**Exercise prompt**
Render every line of the records below as a Markdown table with the columns Row and Line, numbering each row and omitting any blank lines.

**Extracted material**

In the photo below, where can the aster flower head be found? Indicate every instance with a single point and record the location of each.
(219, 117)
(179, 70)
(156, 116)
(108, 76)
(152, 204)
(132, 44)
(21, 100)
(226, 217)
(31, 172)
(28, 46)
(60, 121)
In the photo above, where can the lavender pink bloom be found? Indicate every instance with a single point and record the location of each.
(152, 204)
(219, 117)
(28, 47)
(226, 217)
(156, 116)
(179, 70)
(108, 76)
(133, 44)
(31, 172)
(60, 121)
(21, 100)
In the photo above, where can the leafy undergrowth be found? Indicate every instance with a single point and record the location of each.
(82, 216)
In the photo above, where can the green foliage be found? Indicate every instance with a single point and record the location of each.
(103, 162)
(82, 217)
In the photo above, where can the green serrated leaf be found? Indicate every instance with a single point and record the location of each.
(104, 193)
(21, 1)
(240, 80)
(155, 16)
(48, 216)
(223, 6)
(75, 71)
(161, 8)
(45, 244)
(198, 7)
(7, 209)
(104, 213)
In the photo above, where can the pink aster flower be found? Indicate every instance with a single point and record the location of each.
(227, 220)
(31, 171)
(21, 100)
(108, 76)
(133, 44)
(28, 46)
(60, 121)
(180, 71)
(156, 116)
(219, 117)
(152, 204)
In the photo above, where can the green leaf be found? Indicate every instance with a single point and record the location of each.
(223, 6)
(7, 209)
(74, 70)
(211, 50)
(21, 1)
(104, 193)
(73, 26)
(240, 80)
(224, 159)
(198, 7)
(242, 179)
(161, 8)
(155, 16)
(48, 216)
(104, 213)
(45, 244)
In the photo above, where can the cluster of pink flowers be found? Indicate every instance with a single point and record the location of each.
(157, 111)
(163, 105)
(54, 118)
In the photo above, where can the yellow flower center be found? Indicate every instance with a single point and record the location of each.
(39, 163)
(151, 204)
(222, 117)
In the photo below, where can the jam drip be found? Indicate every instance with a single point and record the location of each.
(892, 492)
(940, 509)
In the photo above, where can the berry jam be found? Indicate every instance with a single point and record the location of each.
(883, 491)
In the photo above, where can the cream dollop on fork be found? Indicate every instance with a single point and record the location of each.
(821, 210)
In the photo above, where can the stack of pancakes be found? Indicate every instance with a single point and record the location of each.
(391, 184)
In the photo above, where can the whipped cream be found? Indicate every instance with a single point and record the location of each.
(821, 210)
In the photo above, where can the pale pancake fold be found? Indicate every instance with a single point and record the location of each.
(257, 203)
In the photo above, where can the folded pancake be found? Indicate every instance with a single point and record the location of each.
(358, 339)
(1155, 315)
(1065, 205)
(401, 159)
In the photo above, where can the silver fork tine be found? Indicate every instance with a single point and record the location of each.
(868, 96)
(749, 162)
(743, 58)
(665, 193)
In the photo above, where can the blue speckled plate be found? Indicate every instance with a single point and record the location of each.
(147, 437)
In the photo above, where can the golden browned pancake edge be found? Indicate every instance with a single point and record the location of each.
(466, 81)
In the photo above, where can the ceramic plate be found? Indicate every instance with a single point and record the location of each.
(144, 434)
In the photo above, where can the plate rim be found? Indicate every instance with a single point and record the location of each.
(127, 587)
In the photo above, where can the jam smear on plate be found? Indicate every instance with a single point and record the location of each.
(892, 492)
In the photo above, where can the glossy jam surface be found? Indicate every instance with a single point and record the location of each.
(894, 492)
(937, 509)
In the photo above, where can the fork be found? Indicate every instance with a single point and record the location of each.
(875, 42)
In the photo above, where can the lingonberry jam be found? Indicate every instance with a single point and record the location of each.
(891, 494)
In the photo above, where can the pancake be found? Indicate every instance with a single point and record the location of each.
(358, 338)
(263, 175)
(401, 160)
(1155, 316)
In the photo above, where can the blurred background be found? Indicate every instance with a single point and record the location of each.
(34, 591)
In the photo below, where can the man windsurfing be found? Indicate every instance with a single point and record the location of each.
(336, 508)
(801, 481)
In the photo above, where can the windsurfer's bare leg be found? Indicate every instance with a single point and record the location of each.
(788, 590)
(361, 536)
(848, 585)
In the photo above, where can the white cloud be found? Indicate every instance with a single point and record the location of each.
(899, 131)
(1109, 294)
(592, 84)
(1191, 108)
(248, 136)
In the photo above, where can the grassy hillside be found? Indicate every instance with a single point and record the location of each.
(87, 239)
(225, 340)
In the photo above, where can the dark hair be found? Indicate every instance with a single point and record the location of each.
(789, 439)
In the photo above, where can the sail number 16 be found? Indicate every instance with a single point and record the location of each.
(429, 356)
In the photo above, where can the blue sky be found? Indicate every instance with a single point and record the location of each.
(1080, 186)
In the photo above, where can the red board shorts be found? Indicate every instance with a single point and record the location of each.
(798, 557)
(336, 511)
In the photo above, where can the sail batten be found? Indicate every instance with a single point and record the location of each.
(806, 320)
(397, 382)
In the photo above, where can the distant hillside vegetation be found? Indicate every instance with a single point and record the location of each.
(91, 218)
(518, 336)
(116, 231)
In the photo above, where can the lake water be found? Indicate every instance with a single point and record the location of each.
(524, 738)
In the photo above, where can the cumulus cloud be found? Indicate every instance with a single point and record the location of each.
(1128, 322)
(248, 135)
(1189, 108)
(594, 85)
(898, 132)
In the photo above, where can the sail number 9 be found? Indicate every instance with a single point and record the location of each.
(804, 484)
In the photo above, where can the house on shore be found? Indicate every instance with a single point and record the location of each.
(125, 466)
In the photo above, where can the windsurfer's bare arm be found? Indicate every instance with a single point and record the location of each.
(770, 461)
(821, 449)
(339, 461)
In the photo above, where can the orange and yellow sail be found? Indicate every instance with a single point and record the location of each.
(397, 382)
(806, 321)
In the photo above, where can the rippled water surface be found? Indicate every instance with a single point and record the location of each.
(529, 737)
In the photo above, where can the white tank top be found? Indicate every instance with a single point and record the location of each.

**Exercise response**
| Row | Line |
|---|---|
| 1 | In the photo below, where can the aster flower head be found? Indicate every instance with a single point and record the location of each. |
| 2 | (219, 117) |
| 3 | (179, 70) |
| 4 | (156, 116) |
| 5 | (108, 76) |
| 6 | (152, 204) |
| 7 | (132, 44) |
| 8 | (21, 100) |
| 9 | (226, 217) |
| 10 | (31, 172) |
| 11 | (28, 46) |
| 12 | (60, 121) |
| 13 | In the photo above, where can the lavender pink bloom be found? Indicate every instance with a single point and record the location of each. |
| 14 | (152, 204) |
| 15 | (219, 117) |
| 16 | (28, 47) |
| 17 | (226, 217) |
| 18 | (156, 116) |
| 19 | (179, 70) |
| 20 | (108, 76) |
| 21 | (133, 44) |
| 22 | (31, 172) |
| 23 | (60, 121) |
| 24 | (21, 100) |
| 25 | In the photo above, where can the leafy undergrowth be found? Indicate every instance with a single point and record the location of each. |
| 26 | (82, 216) |
| 27 | In the photo above, where can the green foliage be found? Indicate every instance with a single point and record the location of each. |
| 28 | (103, 162) |
| 29 | (82, 217) |
| 30 | In the photo above, where can the green serrated leaf be found? Indicate every instance with a single point and record the location of each. |
| 31 | (104, 193) |
| 32 | (21, 1) |
| 33 | (240, 80) |
| 34 | (155, 16) |
| 35 | (48, 216) |
| 36 | (223, 6) |
| 37 | (75, 71) |
| 38 | (161, 8) |
| 39 | (45, 244) |
| 40 | (198, 7) |
| 41 | (7, 209) |
| 42 | (104, 213) |
| 43 | In the photo above, where can the pink aster flower be found? Indicate every instance with a single point and record the location of each. |
| 44 | (227, 220) |
| 45 | (31, 171) |
| 46 | (21, 100) |
| 47 | (108, 76) |
| 48 | (133, 44) |
| 49 | (28, 46) |
| 50 | (60, 121) |
| 51 | (180, 71) |
| 52 | (156, 116) |
| 53 | (219, 117) |
| 54 | (152, 204) |
| 55 | In the photo above, where can the green leaf be found? Indicate every instance with a single point and record the location of each. |
| 56 | (223, 6) |
| 57 | (7, 209) |
| 58 | (74, 70) |
| 59 | (211, 50) |
| 60 | (21, 1) |
| 61 | (104, 193) |
| 62 | (73, 26) |
| 63 | (240, 80) |
| 64 | (224, 159) |
| 65 | (198, 7) |
| 66 | (242, 179) |
| 67 | (161, 8) |
| 68 | (155, 16) |
| 69 | (48, 216) |
| 70 | (104, 213) |
| 71 | (45, 244) |
| 72 | In the photo above, where can the cluster of pink flowers be found? Indicate every instance with a single point and record the location of each. |
| 73 | (157, 111) |
| 74 | (163, 105) |
| 75 | (54, 118) |
| 76 | In the photo above, where can the yellow flower center be found? Indicate every instance with a single point and record the location of each. |
| 77 | (39, 163) |
| 78 | (151, 204) |
| 79 | (222, 117) |
| 80 | In the photo below, where can the jam drip be found? Indicate every instance with a single point and record the location of each. |
| 81 | (892, 492) |
| 82 | (940, 509) |
| 83 | In the photo above, where can the berry jam be found? Indicate every instance with a single point and record the location of each. |
| 84 | (883, 491) |
| 85 | In the photo above, where can the cream dollop on fork be found? Indicate every instance with a single point and record the location of each. |
| 86 | (821, 210) |
| 87 | In the photo above, where can the stack of pancakes be found? Indicate every instance with a single point and record the location of each. |
| 88 | (391, 184) |
| 89 | In the photo above, where can the whipped cream be found? Indicate every instance with a single point and record the location of each. |
| 90 | (821, 210) |
| 91 | In the photo above, where can the pale pancake fold be found? Indicate every instance with a single point and record the location of each. |
| 92 | (257, 203) |
| 93 | In the photo above, where can the folded pancake be found? Indicate every instance with a single point and record the location of each. |
| 94 | (358, 339) |
| 95 | (1155, 315) |
| 96 | (1065, 205) |
| 97 | (401, 159) |
| 98 | In the photo above, where can the silver fork tine be found? Indicate every instance with a single point and record the location of each. |
| 99 | (868, 96) |
| 100 | (749, 162) |
| 101 | (743, 58) |
| 102 | (665, 193) |
| 103 | In the photo above, where can the blue speckled plate be found? Indicate every instance with a single point and record the location of each. |
| 104 | (147, 437) |
| 105 | In the photo above, where can the golden browned pancake edge be found? Indicate every instance with a single point and record the location of each. |
| 106 | (466, 81) |
| 107 | In the photo above, where can the ceramic plate be found? Indicate every instance with a single point and record the location of each. |
| 108 | (144, 434) |
| 109 | In the photo above, where can the plate rim be found? Indicate every instance with a single point and record the location of each. |
| 110 | (127, 587) |
| 111 | In the photo above, where can the jam smear on plate be found? Indicate every instance with a single point and record the location of each. |
| 112 | (892, 492) |
| 113 | In the photo above, where can the glossy jam surface be found? Indicate every instance with a single point and record the location of each. |
| 114 | (894, 492) |
| 115 | (937, 509) |
| 116 | In the photo above, where can the fork be found? Indicate every instance with a single point and record the location of each. |
| 117 | (875, 42) |
| 118 | In the photo above, where can the lingonberry jam be found? Indicate every instance with a single point and record the location of each. |
| 119 | (891, 494) |
| 120 | In the photo above, where can the pancake be found? Indicate every instance with a single point and record the location of each. |
| 121 | (358, 338) |
| 122 | (263, 175) |
| 123 | (401, 160) |
| 124 | (1155, 316) |
| 125 | In the photo above, where can the blurred background be found? Indicate every instance with a single point and record the location of each. |
| 126 | (34, 591) |
| 127 | In the photo below, where can the man windsurfing be found? Indicate every instance with a single point and record the location of each. |
| 128 | (336, 508) |
| 129 | (801, 481) |
| 130 | In the photo above, where can the windsurfer's bare leg be found? Indicate every instance with a single point and record the location of each. |
| 131 | (788, 590) |
| 132 | (361, 536) |
| 133 | (848, 585) |
| 134 | In the photo above, where can the white cloud be found? Indicate every instance with a single point and record the location of each. |
| 135 | (899, 131) |
| 136 | (1109, 294) |
| 137 | (592, 84) |
| 138 | (1191, 108) |
| 139 | (248, 136) |
| 140 | In the photo above, where can the grassy hillside be found? Indicate every instance with a single point and record the location of each. |
| 141 | (87, 239) |
| 142 | (225, 340) |
| 143 | In the photo above, where can the dark hair be found? Indicate every instance with a single point and record the location of each. |
| 144 | (789, 439) |
| 145 | In the photo above, where can the sail number 16 be found? Indicate every instance with a single point and record the location of each. |
| 146 | (429, 356) |
| 147 | In the photo above, where can the blue sky be found? Indicate every instance with a single point and record the location of each. |
| 148 | (1080, 186) |
| 149 | In the photo above, where can the red board shorts be found? Indicate every instance with a single point and record the location of each. |
| 150 | (798, 557) |
| 151 | (336, 511) |
| 152 | In the photo above, where can the sail batten be found? Indicate every instance with a single point and record the location of each. |
| 153 | (806, 320) |
| 154 | (397, 382) |
| 155 | In the photo above, where can the distant hillside vegetation be found? Indicate every instance with a single point and record the location of each. |
| 156 | (91, 218) |
| 157 | (518, 336) |
| 158 | (116, 231) |
| 159 | In the photo above, where can the lake water be found? Indicate every instance with a single point and record the location of each. |
| 160 | (524, 738) |
| 161 | In the photo above, where can the cumulus cloud be found? Indicate every instance with a single point and record the location of each. |
| 162 | (1128, 322) |
| 163 | (248, 135) |
| 164 | (1189, 108) |
| 165 | (594, 85) |
| 166 | (898, 132) |
| 167 | In the photo above, where can the sail number 9 be found? Indicate every instance with a single point and record the location of each. |
| 168 | (804, 484) |
| 169 | In the photo above, where can the house on shore be found? Indicate every instance with a single point and record the location of each. |
| 170 | (125, 466) |
| 171 | In the photo above, where can the windsurfer's bare arm be found? Indicate every instance with a single point and record the location of each. |
| 172 | (770, 461) |
| 173 | (821, 449) |
| 174 | (339, 461) |
| 175 | In the photo above, where can the orange and yellow sail be found? Indicate every instance with a single point and record the location of each. |
| 176 | (397, 382) |
| 177 | (806, 321) |
| 178 | In the photo above, where can the rippled water surface be found? Indicate every instance with a single point and record the location of each. |
| 179 | (529, 737) |
| 180 | In the photo above, where can the white tank top be found? Indicate every instance with a single point and record the location of each. |